#### Records provided ####
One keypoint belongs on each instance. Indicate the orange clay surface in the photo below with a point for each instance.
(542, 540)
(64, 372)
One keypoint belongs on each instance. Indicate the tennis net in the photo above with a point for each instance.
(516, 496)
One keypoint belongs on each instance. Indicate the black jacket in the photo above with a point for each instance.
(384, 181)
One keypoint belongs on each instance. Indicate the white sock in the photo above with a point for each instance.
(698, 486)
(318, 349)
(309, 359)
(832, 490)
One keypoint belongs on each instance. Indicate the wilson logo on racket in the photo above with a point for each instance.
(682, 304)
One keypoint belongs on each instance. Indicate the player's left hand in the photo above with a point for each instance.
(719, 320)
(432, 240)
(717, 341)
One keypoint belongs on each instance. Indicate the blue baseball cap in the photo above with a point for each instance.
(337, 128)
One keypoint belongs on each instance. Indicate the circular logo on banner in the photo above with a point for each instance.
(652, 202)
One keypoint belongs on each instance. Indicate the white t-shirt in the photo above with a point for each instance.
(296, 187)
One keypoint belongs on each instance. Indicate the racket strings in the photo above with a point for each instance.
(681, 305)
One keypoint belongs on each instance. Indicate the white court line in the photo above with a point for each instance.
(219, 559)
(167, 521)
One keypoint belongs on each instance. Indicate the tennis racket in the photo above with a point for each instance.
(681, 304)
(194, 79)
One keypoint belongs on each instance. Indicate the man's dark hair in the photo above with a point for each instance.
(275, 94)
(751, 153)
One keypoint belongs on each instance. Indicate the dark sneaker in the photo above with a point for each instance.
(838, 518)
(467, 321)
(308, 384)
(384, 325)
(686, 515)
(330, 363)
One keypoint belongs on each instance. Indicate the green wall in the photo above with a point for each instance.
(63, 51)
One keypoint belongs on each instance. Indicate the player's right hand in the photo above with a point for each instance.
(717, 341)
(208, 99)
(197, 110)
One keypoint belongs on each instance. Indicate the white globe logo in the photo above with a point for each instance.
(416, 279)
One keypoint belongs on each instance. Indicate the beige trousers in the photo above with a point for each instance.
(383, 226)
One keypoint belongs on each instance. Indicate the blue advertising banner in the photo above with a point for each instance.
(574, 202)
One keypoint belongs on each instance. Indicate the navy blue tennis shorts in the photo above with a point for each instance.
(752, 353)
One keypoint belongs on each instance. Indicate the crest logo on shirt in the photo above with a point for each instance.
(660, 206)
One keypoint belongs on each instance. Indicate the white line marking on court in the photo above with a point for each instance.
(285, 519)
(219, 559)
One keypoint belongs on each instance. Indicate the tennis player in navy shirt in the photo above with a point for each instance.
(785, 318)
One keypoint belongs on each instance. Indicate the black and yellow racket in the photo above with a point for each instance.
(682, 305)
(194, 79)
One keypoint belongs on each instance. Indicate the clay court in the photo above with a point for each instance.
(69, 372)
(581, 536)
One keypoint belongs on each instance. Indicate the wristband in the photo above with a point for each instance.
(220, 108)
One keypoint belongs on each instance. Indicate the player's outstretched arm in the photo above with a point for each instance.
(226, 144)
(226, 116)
####
[Requirement]: Begin at the line of the listing that contains "One keypoint belongs on each instance. Indicate the dark" and stop after the final line of the listing, copying every line, requests included. Multiply each point coordinate by 1.55 and round it to a whole number, with halves rounded up, leaving the wording of the requests as it is.

[Response for this exercise]:
One keypoint belongs on each instance. Indicate the dark sneaker in the photo above with a point for each instance.
(1299, 803)
(724, 498)
(477, 595)
(595, 504)
(1063, 798)
(512, 563)
One keypoint belongs on each instance. Indicate the green wall in the photo above with a point for each instance.
(98, 79)
One keypoint belongs on each instance. Indicate the player's right hand in the photo above with a point for each instance.
(1111, 529)
(322, 153)
(305, 171)
One keypoint belongs on each instance. Indicate the white globe logo in the photo above with a point for each instance.
(645, 432)
One keypoint belongs on each instance. Indicate the beige trousers in the photo above with a point for each instance.
(594, 350)
One keypoint belongs on each instance. Indicate the blue advertising banner in the photo above with a point for each instance.
(890, 313)
One keypoint belongs on each instance. Indicate the navy blue tennis shorts in the photo above with a point for each instance.
(1166, 547)
One keypoint belongs on each instance. Indicate the crest logo on shirt in the photo above with a point for each instance.
(1023, 319)
One keypoint belongs on each instance. Indicate the white line marking on court in the photo above with a point for each instance.
(442, 804)
(339, 866)
One keypoint belongs on each instance. Indicate the tennis player in navy shirt in the photo above with a point for each instance.
(1217, 493)
One keypoint belongs on each instance. Indicate the black and yellow racket in the photo above with a point for each instance.
(1057, 473)
(301, 122)
One keypoint belongs on each instance. Indicate the clay court in the photo above with a point for each instance.
(107, 577)
(901, 831)
One keypoint belongs on each instance. Indicate the wristband in the photo above with a point for each instance.
(341, 167)
One keypoint belongs on each instance. Indicate the player's outstretched arm in the photo above with a point for each instance.
(350, 223)
(350, 180)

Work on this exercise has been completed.